Document:
• • • •

Treasure Islands: Tax Havens and the Men who Stole the World by Nicholas Shaxson

Treasure Islands: Tax Havens and the Men who Stole the World by Nicholas Shaxson

Author:Nicholas Shaxson [Shaxson, Nicholas]
Language: eng
Format: mobi
Publisher: Bodley Head
Published: 2011-02-17T13:00:00+00:00


10

Resistance

In combat with the ideological warriors of offshore

IN APRIL 1998 the Organisation for Economic Cooperation and Development, a club of rich countries that includes the world’s most important secrecy jurisdictions, made an astonishing admission: that tax havens cause great harm. Tax havens and associated offshore activities, an OECD report acknowledged, ‘erode the tax bases of other countries, distort trade and investment patterns and undermine the fairness, neutrality and broad social acceptance of tax systems generally. Such harmful tax competition diminishes global welfare and undermines taxpayer confidence in the integrity of tax systems.’1 Offshore is not only a place, a system and a process, it is also a collection of intellectual arguments. The OECD’s new project was the first serious and sustained intellectual assault on the secrecy jurisdictions in world history.2 At the time, there were widespread protests against the obvious evils of globalisation, yet campaigners focused many of their arguments on trade and all but ignored the offshore system. The OECD’s initiative, which contained a lot of baffling discussion of international tax, hardly registered on protesters’ agendas.

The report was allowed to emerge for several reasons. First, the evidence had become impossible to ignore: the use of tax havens was ‘large, and expanding at an exponential rate’. Second, the report targeted mostly small Caribbean islands that were not OECD members and glossed over the role of OECD countries.3 Also, several OECD countries who were not tax havens pushed the report hard. But there was another important reason why the report got through: tax havens are so steeped in indifference to big intergovernmental bodies that although the OECD had flagged the report for two years, almost nobody offshore had paid it enough attention to mount a serious effort to stop it emerging.

• • • •

The tasks:
1. Retype the part of the excerpt on tax havens that opens with the words containing "The report was" and closes with "stop it emerging.".
2. Extend the excerpt on tax havens by writing on from its final sentence.
The listing that comes next is separate material and is unrelated to the excerpt on tax havens.

Dataset section:
• • • •

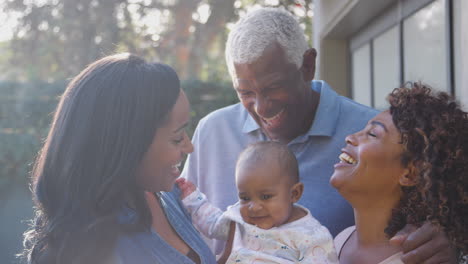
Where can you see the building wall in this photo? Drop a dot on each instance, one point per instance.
(342, 26)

• • • •

Responses:
1.
The report was allowed to emerge for several reasons. First, the evidence had become impossible to ignore: the use of tax havens was ‘large, and expanding at an exponential rate’. Second, the report targeted mostly small Caribbean islands that were not OECD members and glossed over the role of OECD countries.3 Also, several OECD countries who were not tax havens pushed the report hard. But there was another important reason why the report got through: tax havens are so steeped in indifference to big intergovernmental bodies that although the OECD had flagged the report for two years, almost nobody offshore had paid it enough attention to mount a serious effort to stop it emerging.

2.
John Christensen was in Jersey when the report came out. ‘Virtually nobody there took it seriously except me,’ he said. ‘Bankers were saying, “OECD who? Isn’t that some sort of customs organisation?”’ Daniel J. Mitchell of the right-wing Heritage Foundation in Washington, one of the secrecy jurisdictions’ most vocal supporters, had a similar reaction to the Paris-based OECD. ‘I thought, “Ah, just a bunch of crazy European socialists.”’4 Still, Mitchell decided to write a couple of things on the report for the Heritage Foundation, and began to see that it mattered. And the OECD’s follow-up report in 2000 contained a primed bomb: a blacklist of thirty-five secrecy jurisdictions, and the threat of ‘defensive measures’ against havens that did not shape up. More alarming for Mitchell, it was not only ‘European collectivists’ who backed the OECD, but the Clinton administration too.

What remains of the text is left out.